• Prompt: Find every line in the records below that contains the word "horizon" and copy each such line. Treat uppercase and lowercase as different, so only exact-case matches count.

(Position annotation records)
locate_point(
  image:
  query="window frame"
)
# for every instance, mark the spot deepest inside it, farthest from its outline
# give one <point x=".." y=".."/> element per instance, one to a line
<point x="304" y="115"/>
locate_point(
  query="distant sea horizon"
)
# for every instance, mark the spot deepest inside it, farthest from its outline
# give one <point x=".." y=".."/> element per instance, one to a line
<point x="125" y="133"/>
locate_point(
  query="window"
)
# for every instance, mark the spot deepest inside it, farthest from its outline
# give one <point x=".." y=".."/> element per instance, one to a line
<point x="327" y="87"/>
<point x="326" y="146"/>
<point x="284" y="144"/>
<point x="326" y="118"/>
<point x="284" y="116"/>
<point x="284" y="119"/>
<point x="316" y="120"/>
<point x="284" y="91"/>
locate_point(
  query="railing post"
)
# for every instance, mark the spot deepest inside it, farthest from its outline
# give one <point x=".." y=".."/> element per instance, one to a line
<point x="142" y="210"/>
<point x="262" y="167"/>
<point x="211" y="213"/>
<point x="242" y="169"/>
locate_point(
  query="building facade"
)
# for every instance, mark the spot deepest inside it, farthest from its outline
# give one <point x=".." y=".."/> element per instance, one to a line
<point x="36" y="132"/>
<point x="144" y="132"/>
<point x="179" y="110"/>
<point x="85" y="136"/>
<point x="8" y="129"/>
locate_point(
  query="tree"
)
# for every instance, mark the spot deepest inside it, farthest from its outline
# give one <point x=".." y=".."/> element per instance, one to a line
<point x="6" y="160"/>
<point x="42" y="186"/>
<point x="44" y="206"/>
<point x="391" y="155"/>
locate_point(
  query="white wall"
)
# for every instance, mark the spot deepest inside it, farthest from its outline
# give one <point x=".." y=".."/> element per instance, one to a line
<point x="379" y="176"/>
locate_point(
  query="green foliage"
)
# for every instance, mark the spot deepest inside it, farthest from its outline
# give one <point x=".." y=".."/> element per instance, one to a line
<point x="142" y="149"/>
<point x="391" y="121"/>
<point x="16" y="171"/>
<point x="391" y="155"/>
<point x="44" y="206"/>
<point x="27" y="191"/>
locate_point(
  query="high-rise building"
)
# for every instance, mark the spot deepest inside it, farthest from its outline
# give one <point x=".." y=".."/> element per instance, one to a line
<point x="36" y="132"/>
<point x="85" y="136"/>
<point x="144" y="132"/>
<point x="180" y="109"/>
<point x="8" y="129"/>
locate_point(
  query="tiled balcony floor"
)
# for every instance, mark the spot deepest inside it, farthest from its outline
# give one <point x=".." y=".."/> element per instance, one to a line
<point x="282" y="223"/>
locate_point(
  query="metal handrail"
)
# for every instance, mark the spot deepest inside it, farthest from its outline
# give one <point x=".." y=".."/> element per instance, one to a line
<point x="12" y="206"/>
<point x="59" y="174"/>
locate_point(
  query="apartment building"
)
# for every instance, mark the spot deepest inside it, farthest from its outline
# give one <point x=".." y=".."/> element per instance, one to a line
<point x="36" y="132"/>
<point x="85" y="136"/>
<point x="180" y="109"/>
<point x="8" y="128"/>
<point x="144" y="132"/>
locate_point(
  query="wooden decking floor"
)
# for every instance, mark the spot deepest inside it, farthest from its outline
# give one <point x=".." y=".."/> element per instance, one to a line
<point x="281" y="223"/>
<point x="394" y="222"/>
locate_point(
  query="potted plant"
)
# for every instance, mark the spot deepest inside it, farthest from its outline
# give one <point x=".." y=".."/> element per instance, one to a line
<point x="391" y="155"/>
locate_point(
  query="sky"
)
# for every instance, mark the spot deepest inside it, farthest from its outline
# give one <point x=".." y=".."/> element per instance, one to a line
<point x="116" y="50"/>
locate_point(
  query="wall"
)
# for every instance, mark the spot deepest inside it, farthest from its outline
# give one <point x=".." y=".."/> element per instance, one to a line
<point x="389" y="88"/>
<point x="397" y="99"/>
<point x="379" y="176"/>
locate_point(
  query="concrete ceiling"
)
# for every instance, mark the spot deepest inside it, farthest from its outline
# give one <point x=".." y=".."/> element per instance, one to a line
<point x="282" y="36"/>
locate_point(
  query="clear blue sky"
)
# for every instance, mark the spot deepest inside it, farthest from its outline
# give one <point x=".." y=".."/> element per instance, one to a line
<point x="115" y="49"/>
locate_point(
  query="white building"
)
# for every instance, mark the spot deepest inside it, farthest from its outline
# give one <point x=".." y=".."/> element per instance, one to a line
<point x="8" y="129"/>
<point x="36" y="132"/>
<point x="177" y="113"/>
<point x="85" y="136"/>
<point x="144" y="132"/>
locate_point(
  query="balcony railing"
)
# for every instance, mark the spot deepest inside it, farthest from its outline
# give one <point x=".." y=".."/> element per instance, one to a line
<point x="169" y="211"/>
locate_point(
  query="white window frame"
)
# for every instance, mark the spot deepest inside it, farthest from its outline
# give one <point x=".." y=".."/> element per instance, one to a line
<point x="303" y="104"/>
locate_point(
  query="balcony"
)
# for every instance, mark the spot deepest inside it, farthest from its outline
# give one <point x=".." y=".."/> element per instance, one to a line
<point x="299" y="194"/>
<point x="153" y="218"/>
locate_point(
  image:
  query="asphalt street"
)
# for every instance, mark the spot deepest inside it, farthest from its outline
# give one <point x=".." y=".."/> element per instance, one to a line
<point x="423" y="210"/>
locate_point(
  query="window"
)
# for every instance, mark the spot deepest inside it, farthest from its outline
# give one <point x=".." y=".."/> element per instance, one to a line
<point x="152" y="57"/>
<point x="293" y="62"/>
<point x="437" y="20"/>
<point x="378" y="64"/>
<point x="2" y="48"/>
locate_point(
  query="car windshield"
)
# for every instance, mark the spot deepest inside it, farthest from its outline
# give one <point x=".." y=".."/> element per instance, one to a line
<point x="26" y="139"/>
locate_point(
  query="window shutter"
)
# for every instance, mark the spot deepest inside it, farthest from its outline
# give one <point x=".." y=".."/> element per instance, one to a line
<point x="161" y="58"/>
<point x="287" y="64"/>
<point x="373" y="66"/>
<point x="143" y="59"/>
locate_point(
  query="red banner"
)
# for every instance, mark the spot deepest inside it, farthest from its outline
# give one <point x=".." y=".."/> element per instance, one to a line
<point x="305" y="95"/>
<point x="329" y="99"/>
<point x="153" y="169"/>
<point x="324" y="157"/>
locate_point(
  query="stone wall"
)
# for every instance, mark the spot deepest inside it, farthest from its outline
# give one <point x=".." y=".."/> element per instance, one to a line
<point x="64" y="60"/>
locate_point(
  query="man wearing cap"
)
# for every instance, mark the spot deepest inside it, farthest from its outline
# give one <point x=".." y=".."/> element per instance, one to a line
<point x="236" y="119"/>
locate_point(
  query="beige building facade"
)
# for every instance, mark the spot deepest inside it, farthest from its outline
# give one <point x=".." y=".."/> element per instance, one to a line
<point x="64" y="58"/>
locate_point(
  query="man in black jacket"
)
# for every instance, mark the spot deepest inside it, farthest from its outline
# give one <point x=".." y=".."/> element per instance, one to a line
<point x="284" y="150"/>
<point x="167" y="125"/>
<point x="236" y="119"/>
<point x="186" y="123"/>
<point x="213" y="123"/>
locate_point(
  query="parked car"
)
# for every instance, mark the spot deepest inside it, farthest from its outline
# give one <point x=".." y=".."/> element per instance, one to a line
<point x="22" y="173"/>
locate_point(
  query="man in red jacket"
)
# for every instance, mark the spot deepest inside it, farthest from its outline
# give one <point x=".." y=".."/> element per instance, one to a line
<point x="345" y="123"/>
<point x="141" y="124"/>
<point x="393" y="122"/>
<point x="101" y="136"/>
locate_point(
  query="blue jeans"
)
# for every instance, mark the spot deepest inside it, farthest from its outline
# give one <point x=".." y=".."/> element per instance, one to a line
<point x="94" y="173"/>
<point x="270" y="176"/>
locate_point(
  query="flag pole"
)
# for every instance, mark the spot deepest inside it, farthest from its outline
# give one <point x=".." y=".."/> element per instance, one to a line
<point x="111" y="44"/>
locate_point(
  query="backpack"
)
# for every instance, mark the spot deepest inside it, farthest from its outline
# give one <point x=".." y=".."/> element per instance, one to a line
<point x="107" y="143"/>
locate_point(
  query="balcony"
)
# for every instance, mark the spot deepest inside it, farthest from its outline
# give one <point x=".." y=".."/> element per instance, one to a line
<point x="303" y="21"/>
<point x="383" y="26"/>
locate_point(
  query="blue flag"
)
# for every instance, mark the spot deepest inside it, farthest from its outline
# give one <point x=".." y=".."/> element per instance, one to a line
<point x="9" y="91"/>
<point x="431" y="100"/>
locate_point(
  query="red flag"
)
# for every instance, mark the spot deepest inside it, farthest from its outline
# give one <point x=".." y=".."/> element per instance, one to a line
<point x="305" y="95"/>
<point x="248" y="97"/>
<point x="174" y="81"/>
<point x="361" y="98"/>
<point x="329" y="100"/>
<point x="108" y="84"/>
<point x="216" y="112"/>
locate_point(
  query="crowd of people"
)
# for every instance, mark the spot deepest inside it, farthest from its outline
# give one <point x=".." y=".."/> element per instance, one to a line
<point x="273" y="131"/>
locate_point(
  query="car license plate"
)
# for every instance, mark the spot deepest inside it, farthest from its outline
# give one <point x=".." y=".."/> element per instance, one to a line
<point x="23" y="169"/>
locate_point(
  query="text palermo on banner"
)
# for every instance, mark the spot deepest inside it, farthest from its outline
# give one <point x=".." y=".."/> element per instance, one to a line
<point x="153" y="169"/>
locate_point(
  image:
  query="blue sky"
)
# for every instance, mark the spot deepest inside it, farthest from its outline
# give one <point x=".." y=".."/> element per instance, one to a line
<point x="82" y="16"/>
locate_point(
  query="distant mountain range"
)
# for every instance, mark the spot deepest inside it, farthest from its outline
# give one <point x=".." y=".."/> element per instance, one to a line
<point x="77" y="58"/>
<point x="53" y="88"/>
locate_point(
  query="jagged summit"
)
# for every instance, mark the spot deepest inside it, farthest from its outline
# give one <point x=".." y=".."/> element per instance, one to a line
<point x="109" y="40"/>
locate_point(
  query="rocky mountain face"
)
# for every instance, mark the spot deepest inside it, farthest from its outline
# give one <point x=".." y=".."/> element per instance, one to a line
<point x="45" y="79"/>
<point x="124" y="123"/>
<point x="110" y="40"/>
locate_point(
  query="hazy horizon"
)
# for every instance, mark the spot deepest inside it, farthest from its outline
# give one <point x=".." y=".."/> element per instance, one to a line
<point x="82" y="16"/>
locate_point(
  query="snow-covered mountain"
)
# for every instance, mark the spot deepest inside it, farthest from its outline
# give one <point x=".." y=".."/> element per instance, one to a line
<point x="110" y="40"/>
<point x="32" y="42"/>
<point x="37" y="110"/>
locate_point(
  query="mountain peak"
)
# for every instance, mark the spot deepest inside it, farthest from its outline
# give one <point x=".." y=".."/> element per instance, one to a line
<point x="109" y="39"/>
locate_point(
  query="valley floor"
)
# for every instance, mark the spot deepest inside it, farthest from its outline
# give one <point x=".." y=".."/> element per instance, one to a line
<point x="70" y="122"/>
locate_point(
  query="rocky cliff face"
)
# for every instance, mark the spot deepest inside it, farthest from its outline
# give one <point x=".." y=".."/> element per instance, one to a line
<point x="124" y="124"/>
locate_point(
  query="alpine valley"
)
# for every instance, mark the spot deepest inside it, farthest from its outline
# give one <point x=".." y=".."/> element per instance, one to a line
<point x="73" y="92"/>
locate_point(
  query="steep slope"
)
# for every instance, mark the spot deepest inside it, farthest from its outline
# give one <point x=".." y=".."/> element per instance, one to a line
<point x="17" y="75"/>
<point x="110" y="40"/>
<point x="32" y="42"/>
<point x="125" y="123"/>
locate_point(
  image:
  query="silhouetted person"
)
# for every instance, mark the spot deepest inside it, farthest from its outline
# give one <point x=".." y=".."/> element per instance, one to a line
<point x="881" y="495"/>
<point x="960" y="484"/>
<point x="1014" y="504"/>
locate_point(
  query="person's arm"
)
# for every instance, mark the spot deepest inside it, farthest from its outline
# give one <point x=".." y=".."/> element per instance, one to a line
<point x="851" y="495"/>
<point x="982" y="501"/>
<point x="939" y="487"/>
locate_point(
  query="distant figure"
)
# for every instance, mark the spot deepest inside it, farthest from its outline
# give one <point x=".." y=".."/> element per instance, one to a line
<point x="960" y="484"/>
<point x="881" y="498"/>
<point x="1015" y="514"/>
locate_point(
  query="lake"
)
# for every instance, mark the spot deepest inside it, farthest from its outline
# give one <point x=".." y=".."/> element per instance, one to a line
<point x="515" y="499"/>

• Reply to the task:
  query="distant sea horizon"
  query="hazy horizon"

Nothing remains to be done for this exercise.